*Your instructions*: Reproduce every line of the records below without any change.

-- Start of Provided information --

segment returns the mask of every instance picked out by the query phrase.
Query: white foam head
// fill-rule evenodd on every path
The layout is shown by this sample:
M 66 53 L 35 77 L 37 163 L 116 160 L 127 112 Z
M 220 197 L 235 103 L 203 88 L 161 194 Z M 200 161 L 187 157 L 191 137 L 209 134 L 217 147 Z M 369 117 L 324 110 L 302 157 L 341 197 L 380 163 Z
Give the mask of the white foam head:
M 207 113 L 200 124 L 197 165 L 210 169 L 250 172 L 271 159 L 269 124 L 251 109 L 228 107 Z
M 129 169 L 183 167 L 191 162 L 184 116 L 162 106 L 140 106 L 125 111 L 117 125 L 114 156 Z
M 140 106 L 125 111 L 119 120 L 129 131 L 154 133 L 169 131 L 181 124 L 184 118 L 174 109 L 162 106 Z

-- End of Provided information --

*Finished answer*:
segment returns the mask of every instance picked out by the query phrase.
Query: white foam head
// fill-rule evenodd on every path
The layout is shown by this sample:
M 66 53 L 35 77 L 37 163 L 116 160 L 127 112 Z
M 220 197 L 235 103 L 203 88 L 161 194 Z M 200 161 L 187 157 L 191 137 L 209 134 L 217 147 Z M 369 117 L 324 110 L 302 157 L 341 197 L 380 163 Z
Give the mask of the white foam head:
M 207 113 L 200 124 L 197 165 L 210 169 L 250 172 L 271 159 L 269 124 L 251 109 L 228 107 Z
M 129 169 L 183 167 L 191 162 L 184 116 L 162 106 L 140 106 L 125 111 L 117 125 L 114 156 Z
M 140 106 L 125 111 L 119 120 L 129 131 L 154 133 L 169 131 L 181 124 L 184 118 L 174 109 L 162 106 Z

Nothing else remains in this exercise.